» **REQUIRED TASK**
Pick out every line in the items below that contains the string "road", and copy each of those lines in full.

:: DATA

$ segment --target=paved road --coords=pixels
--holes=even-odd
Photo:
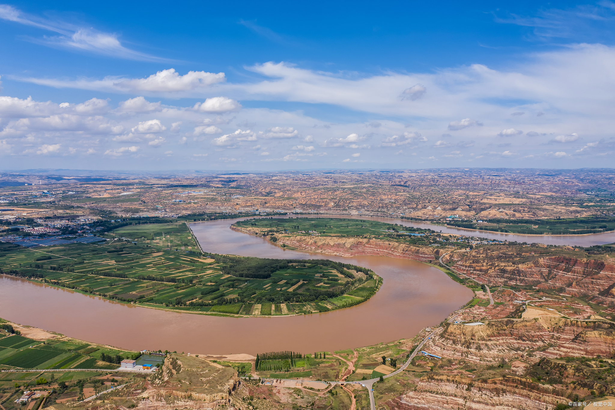
[[[466,252],[466,251],[460,251],[460,252]],[[449,252],[448,254],[450,254],[450,253],[451,253],[451,252]],[[460,276],[461,276],[462,278],[467,278],[468,279],[471,279],[472,280],[474,281],[475,282],[478,282],[480,284],[485,285],[485,287],[487,289],[487,295],[489,297],[489,304],[490,305],[493,305],[493,297],[491,296],[491,290],[490,290],[489,286],[487,286],[486,283],[485,283],[484,282],[481,281],[480,280],[477,279],[476,278],[472,278],[472,276],[467,276],[465,273],[462,273],[461,272],[459,271],[458,270],[456,270],[454,269],[453,268],[451,268],[451,267],[445,265],[442,262],[442,258],[443,258],[445,256],[446,256],[448,254],[444,254],[443,255],[442,255],[442,256],[440,257],[440,264],[442,265],[442,266],[445,267],[447,269],[450,269],[453,272],[454,272],[455,273],[456,273],[457,275],[459,275]]]
[[[436,329],[433,332],[432,332],[431,333],[430,333],[425,339],[424,339],[423,340],[423,341],[419,344],[419,345],[416,347],[416,348],[415,349],[414,352],[413,352],[410,355],[410,356],[408,358],[408,360],[406,361],[406,363],[405,363],[402,366],[402,367],[400,367],[399,369],[395,371],[392,373],[391,373],[390,374],[387,374],[387,375],[386,375],[385,376],[383,376],[383,378],[384,379],[386,379],[387,377],[391,377],[391,376],[394,376],[395,374],[400,373],[403,370],[405,370],[408,366],[410,366],[410,362],[412,361],[412,359],[413,359],[415,358],[415,356],[416,356],[416,354],[421,351],[421,349],[423,348],[423,347],[425,344],[425,343],[427,340],[429,340],[429,339],[430,339],[434,336],[434,334],[435,334],[435,332],[436,332],[436,331],[437,331],[437,330],[438,329]],[[248,377],[242,377],[241,378],[242,379],[248,379]],[[253,379],[253,377],[250,377],[250,379]],[[301,379],[270,379],[270,378],[261,378],[261,383],[263,383],[263,382],[266,379],[270,379],[270,380],[288,380],[289,381],[292,381],[292,382],[298,382],[298,381],[301,381],[301,382],[313,382],[313,381],[314,381],[313,380],[301,380]],[[374,385],[374,383],[376,383],[376,382],[379,381],[379,380],[380,380],[380,379],[378,378],[378,379],[370,379],[369,380],[358,380],[358,381],[356,381],[356,382],[343,382],[343,381],[322,382],[321,380],[319,380],[319,381],[321,381],[321,382],[330,384],[331,385],[331,387],[335,385],[336,384],[339,384],[339,385],[344,385],[344,384],[360,384],[360,385],[362,385],[363,386],[364,386],[365,387],[367,387],[367,390],[368,390],[368,392],[369,392],[369,393],[370,393],[370,404],[371,406],[371,410],[376,410],[376,401],[374,400],[373,385]],[[324,391],[326,392],[327,390],[324,390]]]
[[[387,374],[386,376],[383,376],[383,378],[386,379],[387,377],[391,377],[391,376],[394,376],[395,374],[400,373],[403,370],[405,370],[406,368],[410,366],[410,362],[412,361],[412,359],[415,358],[415,356],[416,355],[416,353],[418,353],[419,352],[421,351],[421,349],[423,348],[423,345],[424,345],[425,343],[434,336],[434,334],[436,332],[436,331],[437,331],[437,329],[434,330],[433,332],[430,333],[427,337],[426,337],[423,340],[423,342],[421,342],[421,344],[416,347],[416,348],[415,349],[415,351],[413,352],[412,354],[410,355],[410,357],[408,358],[408,360],[406,361],[406,363],[404,363],[402,366],[402,367],[399,368],[399,370],[396,370],[390,374]],[[367,390],[370,392],[370,404],[371,406],[371,410],[376,410],[376,401],[374,400],[373,385],[374,383],[378,382],[379,380],[379,379],[370,379],[370,380],[361,380],[359,382],[361,384],[367,387]]]
[[[128,370],[122,369],[11,369],[10,370],[0,370],[0,372],[121,372],[129,373],[146,373],[151,374],[154,371],[151,370]]]
[[[108,388],[108,389],[105,390],[104,392],[101,392],[100,393],[99,393],[97,395],[94,395],[93,396],[90,396],[90,397],[88,397],[87,399],[83,400],[83,401],[89,401],[90,400],[93,400],[95,398],[96,398],[97,397],[98,397],[100,395],[104,395],[106,393],[109,393],[109,392],[113,392],[115,389],[119,388],[120,387],[124,387],[124,386],[127,385],[127,384],[122,384],[121,386],[116,386],[115,387],[111,387],[111,388]],[[83,403],[83,401],[82,401],[82,403]]]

::::

» **WRITTEN RESPONSE**
$ segment --target=paved road --coords=pixels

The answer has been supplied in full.